Given text
....
Oaxaca is one of Mexico’s most important and distinctive “culinary destinations”, so the week included both catered and restaurant meals replete with the specialties of the region, including moles of differing color and consistency; tlayudas, blue-corn tacos of every imaginable filling and flavor, and plenty of Oaxaca’s most important export beverage, mezcal.
 
Conversations inevitably turned to serious topics, such as pessimism about the authoritarian tendencies emerging in countries where we have worked, recognition that the core of the work of EDAG continues to have real importance in the evolving strategies for reducing poverty and inequality worldwide, and recognition of the even more important need to strengthen governance, both local and global, over our natural resources.
 
It was our consensus that local, community-based and small-scale efforts of the sort that the EDAG promoted remain an important process. They have proven to be significant bases for building both the assets and the resilience of communities isolated from, or bludgeoned by, global economic and political forces, and can inspire better global policies. As guiding light examples, more sustainable and environmentally preferable agricultural and forestry practices can be found in family farms and forests of the United States as well as those in Brazil, Indonesia, Mexico and Central America.
....
Your instructions
Write the next part of the Oaxaca gathering account, picking up after its final sentence.

Dataset extract
....
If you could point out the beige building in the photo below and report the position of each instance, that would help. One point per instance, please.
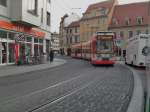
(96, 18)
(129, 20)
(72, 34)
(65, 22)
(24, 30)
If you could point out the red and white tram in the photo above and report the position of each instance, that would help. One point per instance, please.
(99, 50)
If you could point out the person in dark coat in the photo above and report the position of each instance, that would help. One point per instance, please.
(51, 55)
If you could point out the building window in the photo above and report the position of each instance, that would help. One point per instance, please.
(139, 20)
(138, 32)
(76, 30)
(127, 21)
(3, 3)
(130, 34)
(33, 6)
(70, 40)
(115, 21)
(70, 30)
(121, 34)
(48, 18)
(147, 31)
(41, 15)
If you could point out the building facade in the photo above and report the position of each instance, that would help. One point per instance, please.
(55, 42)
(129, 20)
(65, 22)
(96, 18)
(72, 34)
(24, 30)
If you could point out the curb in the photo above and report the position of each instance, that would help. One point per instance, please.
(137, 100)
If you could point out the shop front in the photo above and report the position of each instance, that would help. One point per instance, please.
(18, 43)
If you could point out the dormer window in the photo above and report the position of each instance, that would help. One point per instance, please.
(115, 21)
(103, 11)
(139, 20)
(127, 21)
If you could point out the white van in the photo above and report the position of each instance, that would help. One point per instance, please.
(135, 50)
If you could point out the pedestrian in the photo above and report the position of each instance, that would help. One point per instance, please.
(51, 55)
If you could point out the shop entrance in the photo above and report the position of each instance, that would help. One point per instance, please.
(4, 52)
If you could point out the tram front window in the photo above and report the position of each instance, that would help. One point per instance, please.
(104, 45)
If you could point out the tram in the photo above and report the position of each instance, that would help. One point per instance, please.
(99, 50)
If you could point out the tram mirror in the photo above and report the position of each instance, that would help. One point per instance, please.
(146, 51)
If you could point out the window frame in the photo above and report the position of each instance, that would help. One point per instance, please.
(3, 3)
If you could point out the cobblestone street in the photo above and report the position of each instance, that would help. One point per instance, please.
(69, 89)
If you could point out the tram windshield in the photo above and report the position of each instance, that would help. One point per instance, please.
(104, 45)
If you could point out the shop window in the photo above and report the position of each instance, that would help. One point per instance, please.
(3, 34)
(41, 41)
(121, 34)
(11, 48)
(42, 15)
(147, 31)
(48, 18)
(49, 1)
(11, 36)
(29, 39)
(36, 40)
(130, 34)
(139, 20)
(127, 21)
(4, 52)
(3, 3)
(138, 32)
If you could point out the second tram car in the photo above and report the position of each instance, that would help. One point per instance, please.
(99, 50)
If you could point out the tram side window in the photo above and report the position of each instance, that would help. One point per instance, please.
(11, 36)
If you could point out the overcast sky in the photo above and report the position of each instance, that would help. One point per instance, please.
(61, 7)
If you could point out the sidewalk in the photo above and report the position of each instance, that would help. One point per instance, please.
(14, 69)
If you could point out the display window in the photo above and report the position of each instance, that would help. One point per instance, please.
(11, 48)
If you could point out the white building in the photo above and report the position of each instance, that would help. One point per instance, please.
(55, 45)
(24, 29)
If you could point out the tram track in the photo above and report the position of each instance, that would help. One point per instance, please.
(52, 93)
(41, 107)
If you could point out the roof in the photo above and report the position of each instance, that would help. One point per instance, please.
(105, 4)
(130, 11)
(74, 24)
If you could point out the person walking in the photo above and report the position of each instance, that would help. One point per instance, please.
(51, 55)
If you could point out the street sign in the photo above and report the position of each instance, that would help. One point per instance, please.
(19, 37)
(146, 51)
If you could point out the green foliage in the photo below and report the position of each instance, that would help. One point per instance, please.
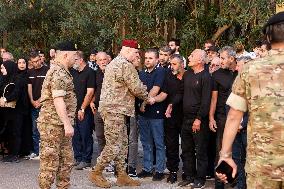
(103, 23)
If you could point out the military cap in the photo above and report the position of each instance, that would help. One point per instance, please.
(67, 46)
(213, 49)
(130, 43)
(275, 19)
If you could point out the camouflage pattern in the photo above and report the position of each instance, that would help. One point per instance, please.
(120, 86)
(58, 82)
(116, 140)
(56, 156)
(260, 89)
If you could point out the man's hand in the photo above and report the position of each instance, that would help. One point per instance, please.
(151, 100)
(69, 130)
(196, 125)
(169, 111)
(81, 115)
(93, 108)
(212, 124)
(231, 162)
....
Response for this exercise
 
One hallmark of our work in EDAG had been combining local projects with a strategic global vision and global spheres of engagement. We were ahead of most developmental organizations, we believe, in tying the bigger explanations of climate change to the local trends and challenges of rural communities. With a presence in major worldwide meetings, we held conservationists’ “feet to the fire” through research and dialogue. By promoting global tenure reform and payment for environmental services, among other dimensions, Ford became one of the few organizations that could bridge this divide. EDAG meetings were essential for this, as they allowed us to share what was happening locally with colleagues around the globe. 
 
EDAG, we concluded, was also an important tool for institutional memory, raising the question: How can an institution like the Foundation build and maintain institutional memory and make it accessible and useful to today’s programs without getting in their way? 
 
Finally, we noted that EDAG has been good for all of us. Jeff Campbell now works at the United Nations Food and Agriculture Organization in Rome, focused on, yes, community forestry. Jim Harkness, based in his native Minnesota, consults frequently in, yes, China, on topics linked to developing community-based agricultural enterprises and the socio-environmental impact of Chinese foreign investment.
 
Hein Mallee works in a Japanese institute focused on environmental issues. Steve Lawry works on forest rights and governance at the Center for International Forestry Research (CIFOR), based in Washington, D.C. Nick Menzies holds a research position at the Huntington Library and Botanical Gardens in California, where he is working on a book on history and botany in China.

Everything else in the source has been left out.